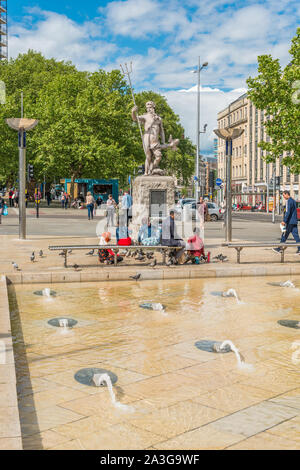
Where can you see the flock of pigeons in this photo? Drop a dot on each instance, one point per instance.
(138, 255)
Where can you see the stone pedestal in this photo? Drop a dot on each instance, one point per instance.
(154, 197)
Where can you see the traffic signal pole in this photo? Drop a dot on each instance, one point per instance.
(22, 184)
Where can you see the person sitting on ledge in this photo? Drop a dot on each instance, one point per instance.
(170, 236)
(122, 235)
(106, 256)
(196, 249)
(149, 235)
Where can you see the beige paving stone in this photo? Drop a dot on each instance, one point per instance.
(205, 437)
(36, 278)
(99, 404)
(152, 363)
(289, 430)
(47, 398)
(46, 418)
(43, 440)
(163, 383)
(11, 443)
(69, 445)
(65, 276)
(9, 421)
(207, 379)
(177, 419)
(99, 275)
(266, 441)
(8, 395)
(120, 437)
(277, 380)
(291, 399)
(7, 374)
(87, 425)
(255, 419)
(233, 398)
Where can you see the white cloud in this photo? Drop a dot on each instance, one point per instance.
(211, 102)
(144, 17)
(58, 36)
(163, 39)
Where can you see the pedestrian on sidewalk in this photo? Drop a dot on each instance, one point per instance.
(90, 204)
(170, 237)
(110, 205)
(48, 197)
(10, 197)
(290, 221)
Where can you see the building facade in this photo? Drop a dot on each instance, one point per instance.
(251, 175)
(3, 30)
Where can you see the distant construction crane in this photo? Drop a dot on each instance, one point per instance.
(3, 30)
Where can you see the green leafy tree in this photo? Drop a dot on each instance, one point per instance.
(277, 91)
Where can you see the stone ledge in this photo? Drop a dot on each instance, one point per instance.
(122, 273)
(10, 429)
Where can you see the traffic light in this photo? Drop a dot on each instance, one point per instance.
(30, 172)
(212, 179)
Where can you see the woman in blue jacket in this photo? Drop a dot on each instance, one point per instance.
(290, 221)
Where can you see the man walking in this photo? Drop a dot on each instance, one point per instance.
(290, 222)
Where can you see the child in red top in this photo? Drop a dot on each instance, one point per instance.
(196, 248)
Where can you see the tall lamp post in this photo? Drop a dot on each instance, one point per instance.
(22, 126)
(198, 132)
(228, 135)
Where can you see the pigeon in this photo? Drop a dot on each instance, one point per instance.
(16, 267)
(221, 257)
(136, 277)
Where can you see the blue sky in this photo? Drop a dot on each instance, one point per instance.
(163, 39)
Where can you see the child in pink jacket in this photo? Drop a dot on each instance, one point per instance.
(196, 248)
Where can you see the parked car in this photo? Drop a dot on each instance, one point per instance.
(214, 211)
(182, 202)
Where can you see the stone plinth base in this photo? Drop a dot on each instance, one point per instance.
(154, 197)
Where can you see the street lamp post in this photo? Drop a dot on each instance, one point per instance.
(22, 126)
(228, 135)
(198, 132)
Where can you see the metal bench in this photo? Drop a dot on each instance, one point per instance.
(239, 246)
(164, 250)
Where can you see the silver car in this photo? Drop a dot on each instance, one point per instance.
(214, 211)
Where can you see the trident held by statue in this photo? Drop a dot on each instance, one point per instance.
(127, 71)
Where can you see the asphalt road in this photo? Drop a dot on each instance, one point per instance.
(72, 223)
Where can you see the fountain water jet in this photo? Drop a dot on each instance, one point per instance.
(240, 358)
(46, 292)
(99, 379)
(287, 284)
(231, 293)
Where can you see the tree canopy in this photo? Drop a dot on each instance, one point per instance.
(85, 127)
(277, 91)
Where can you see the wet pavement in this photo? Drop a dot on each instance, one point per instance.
(180, 397)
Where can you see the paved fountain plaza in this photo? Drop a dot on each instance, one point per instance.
(178, 395)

### WHAT YOU NEED TO DO
Go through the material above and print all of it exactly, except the pictures.

### COMPLETE OUTPUT
Where can you see the flock of pigeons in this photo? Drop a dot on each instance, one point per instance.
(138, 255)
Where can you see the stone pedestal in this photo? Drop a dot on each instance, one point per instance.
(154, 197)
Where can you see the traffic signal pole in this photo? Drop a dot on each instance, one point per instance.
(22, 184)
Where can you see the person sitting on ledge in this photo? Drop a dot on each instance, one point per instance.
(170, 236)
(122, 235)
(106, 256)
(196, 249)
(149, 235)
Where can you see the beige paving stone in this photo? Drop a dot on each instance, one point per instance.
(205, 437)
(36, 278)
(99, 404)
(152, 363)
(289, 430)
(47, 398)
(46, 418)
(43, 440)
(163, 383)
(11, 443)
(69, 445)
(65, 276)
(9, 421)
(207, 379)
(177, 419)
(99, 275)
(266, 441)
(8, 395)
(120, 437)
(277, 380)
(291, 399)
(7, 374)
(87, 425)
(255, 419)
(233, 398)
Where can you see the white cloud in this photo? Drop a dot on each instance, one point per instance.
(211, 102)
(144, 17)
(58, 36)
(163, 39)
Where can you see the pedestrian on sidewalk in this photo? Drop a dot on each instance, one point per instance.
(90, 204)
(170, 237)
(110, 205)
(48, 197)
(10, 197)
(290, 221)
Where can you see the building facade in this photo? Drop a dot on each instance, one point per instance.
(251, 175)
(3, 30)
Where can you see the distant construction crane in this photo? Drop a dot on each instance, one point per instance.
(3, 30)
Where can you see the green leafy tree in this photo? Drop a dot on each instance, one point per instance.
(277, 91)
Where can you see the stone ledge in this photo? Drop a dot on each instance, one point per instance.
(122, 273)
(10, 429)
Where can you see the traffic light in this photo? Drop a dot on each instance, one point per instance.
(30, 172)
(212, 179)
Where can you see the woman in blue jacket in this photo? Drop a dot on each instance, one point per instance.
(290, 221)
Where can you see the man walking in this photo? Drop a dot on each instance, one point per instance.
(290, 222)
Where can you see the child in red top in this photo? Drop a dot on each instance, one point per instance.
(196, 248)
Where can you see the tall lamp post in this photo? Drop a dot on each instance, one point per instance.
(22, 126)
(198, 132)
(228, 135)
Where can you see the pigeon in this photo? Drop a dot on each instance, one point per instance.
(16, 267)
(221, 257)
(136, 277)
Where can you see the blue sky in this photo? Drop a dot on each instance, one point per instance.
(163, 39)
Where can you see the child in pink jacket in this photo? Drop a dot on each instance, one point per instance.
(196, 248)
Where can you see the parked car in this photo? Drop a dot on each instance, one point per instance.
(214, 211)
(182, 202)
Where can you see the stone plinth base in this photo? Drop a dot on each instance, one point per instance.
(154, 197)
Where can you see the street lamp post in this photo? Drop a dot on each instance, one point per instance.
(22, 126)
(228, 135)
(198, 132)
Where can you see the metal bench in this photo? Drop a dot on each instance, one point per instance.
(239, 246)
(164, 250)
Where can you see the silver car in this photo? Drop a dot on each instance, one point per instance.
(214, 211)
Where can you see the trident held by statue in this photo? Drop a dot on each instance, one point per instance.
(127, 71)
Where can you see the asphalt road in this photo? Drop a dot on each instance, one point per instance.
(72, 223)
Where can you see the fountain water jet in this photo? Drop a dot on each instance, one point per instance.
(240, 358)
(46, 292)
(99, 379)
(287, 284)
(231, 293)
Where can you see the tree canopy in this photo? Drop a dot on each instance, one point per instance.
(85, 127)
(277, 91)
Where can you see the wet pavement in this photo? Drop a dot on each instance, one point per instance.
(180, 397)
Where can you see the paved fountain plaza in this photo? Drop a dot on each instance, one point per instance.
(178, 395)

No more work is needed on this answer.